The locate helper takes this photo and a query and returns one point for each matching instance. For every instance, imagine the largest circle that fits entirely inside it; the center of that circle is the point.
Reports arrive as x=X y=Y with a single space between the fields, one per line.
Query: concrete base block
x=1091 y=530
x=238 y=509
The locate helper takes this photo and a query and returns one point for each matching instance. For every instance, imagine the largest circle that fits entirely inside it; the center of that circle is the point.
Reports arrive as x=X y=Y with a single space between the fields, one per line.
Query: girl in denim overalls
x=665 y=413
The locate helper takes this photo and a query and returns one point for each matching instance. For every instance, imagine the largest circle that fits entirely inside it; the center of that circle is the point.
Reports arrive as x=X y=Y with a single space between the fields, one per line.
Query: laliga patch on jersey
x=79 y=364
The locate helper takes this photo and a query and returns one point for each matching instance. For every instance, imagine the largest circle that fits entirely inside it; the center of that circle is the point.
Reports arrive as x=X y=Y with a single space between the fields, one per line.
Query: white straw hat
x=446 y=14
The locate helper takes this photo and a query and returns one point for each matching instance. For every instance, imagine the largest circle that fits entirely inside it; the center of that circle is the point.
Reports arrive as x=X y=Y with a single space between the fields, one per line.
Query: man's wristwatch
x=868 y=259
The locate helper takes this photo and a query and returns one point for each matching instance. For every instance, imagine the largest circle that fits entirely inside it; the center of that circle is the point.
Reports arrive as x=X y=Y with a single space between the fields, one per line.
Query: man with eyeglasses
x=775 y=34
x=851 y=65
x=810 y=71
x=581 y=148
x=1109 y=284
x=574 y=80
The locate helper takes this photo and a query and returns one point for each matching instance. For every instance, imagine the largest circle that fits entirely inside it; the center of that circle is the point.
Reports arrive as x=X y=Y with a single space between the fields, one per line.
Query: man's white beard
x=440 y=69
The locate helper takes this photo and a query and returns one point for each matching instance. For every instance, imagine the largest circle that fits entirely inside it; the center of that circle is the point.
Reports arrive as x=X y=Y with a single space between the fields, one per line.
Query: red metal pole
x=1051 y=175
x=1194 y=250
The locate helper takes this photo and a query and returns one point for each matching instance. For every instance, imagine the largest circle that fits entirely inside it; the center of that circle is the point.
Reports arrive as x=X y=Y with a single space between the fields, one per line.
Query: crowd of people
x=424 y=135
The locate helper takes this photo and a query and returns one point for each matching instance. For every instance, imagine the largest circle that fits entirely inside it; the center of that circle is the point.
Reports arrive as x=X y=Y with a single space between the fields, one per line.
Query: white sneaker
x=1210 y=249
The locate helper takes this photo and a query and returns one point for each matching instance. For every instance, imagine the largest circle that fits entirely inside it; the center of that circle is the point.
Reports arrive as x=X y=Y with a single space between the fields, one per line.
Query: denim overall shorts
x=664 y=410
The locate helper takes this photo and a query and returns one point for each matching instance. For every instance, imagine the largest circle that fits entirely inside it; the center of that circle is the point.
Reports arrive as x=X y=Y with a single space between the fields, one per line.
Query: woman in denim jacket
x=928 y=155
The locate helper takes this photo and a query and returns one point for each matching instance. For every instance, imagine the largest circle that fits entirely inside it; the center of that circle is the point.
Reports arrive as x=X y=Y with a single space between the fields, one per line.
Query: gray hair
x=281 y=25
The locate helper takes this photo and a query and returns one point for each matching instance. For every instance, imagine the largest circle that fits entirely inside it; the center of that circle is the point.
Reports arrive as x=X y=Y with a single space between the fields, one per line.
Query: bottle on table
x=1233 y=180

TASK PROMPT »
Reproduce all of the data exactly as given.

RESPONSE BELOW »
The locate helper takes this photo and a query and returns one point for each matching instance. For every instance, imagine the largest circle that fits entirely inside it; the center of that circle is the point.
Reports arrive as x=X y=Y with a single space between the fields, one per line.
Query: concrete base block
x=1091 y=530
x=238 y=509
The locate helper takes this photo and a query and returns one point for each matching instance. For every instance, imagine the largest circle that fits entirely inside it; the center of that circle is the point.
Reports arrive as x=X y=Y with a single space between the fields, one per line.
Query: girl in denim overalls
x=665 y=413
The locate helper takes this photo and a query and returns one point for each matching instance. For every instance, imagine the largest circle that fits entirely inside it; the center of that circle is the point.
Reports arrive as x=X y=Y with a single space between the fields, one per line.
Query: laliga patch on jersey
x=79 y=364
The locate helper takes this photo and a query and returns one point for each matching instance. For every instance, imagine the largest circle that fits entirely inside it; the center of that circle is the point.
Reports arrive as x=X y=Y with a single space between the fields, one per line.
Query: white straw hat
x=446 y=14
The locate helper takes this photo and a query and returns one point for each matching instance. For every instance, imagine the largest circle that fits entirely inside it; the center of that circle is the point.
Reports arrive as x=X y=Y with a single space between the fields, one per line.
Query: man's wristwatch
x=868 y=259
The locate helper takes this photo and a query and returns one point for each matching instance. For every instance, imagine the largest circle that fits entirely inside it; the center of that circle is the point.
Reports arrive as x=X y=Y with a single space between the fields, one per line.
Query: man with eyeglasses
x=775 y=34
x=851 y=65
x=810 y=71
x=581 y=148
x=1109 y=284
x=574 y=80
The locate helper takes this photo and a query and returns one point for each matching instance. For every instance, imagine the largest circle that fits entirely inside it; the center of that circle is the point.
Reports arrive as x=X y=Y with a single space between the fields, one per line.
Query: man's white beard
x=440 y=69
The locate helper takes this photo and a query and returns one point for each matching instance. For every instance, imagine the largest circle that fits entirely inside it; the center of that circle is the point.
Reports arrive as x=X y=Y with a single space between the fields, one per line.
Query: red metal pole
x=1051 y=175
x=1194 y=250
The locate helper takes this photo and a query and returns one point for each matching instance. For every instance, imagine the largest circle that fits entirely inside it; the center of that circle is the point.
Reports arrive as x=X y=Y with a single space between the fields, one per line.
Query: crowd of people
x=424 y=135
The locate helper takes this photo and a query and returns one point for each matching instance. For every instance, imagine the largest circle that fits entirely inside it; the center of that circle is the point.
Reports arrive as x=X y=Y with a single space between the fields, one per line.
Query: white sneaker
x=1210 y=249
The locate helper takes this photo and a query and returns one point for each matching instance. For every instance, imagine the largest circle that fits entirely inside it; the center of that circle is the point.
Reports arrive as x=X y=Y with a single space between the fields, one per line.
Query: denim overall shorts
x=664 y=410
The locate helper takes this photo and a query and returns one point for each matching instance. For every instance, imagine the largest circle that fits entirely inside it; the center of that circle is the point.
Reports arrive as x=X y=Y with a single space between the fields, one per line.
Query: woman in denim jacket
x=928 y=155
The locate helper takes this photo and a query and returns one point for each matching instance. For every instance, imagine the largest circle that fits entirely inside it; the center of that circle is the point.
Reports arrive as x=X y=Y with a single space between the fields, one per line.
Query: gray hair
x=281 y=25
The locate helper takes this photo and a query and returns one point for each matching instance. For every instance, imagine the largest circle that fits entirely inside it; the center of that circle is the point.
Reports arrive as x=X y=Y with a single space between the fields, one per line.
Query: bottle on table
x=1233 y=180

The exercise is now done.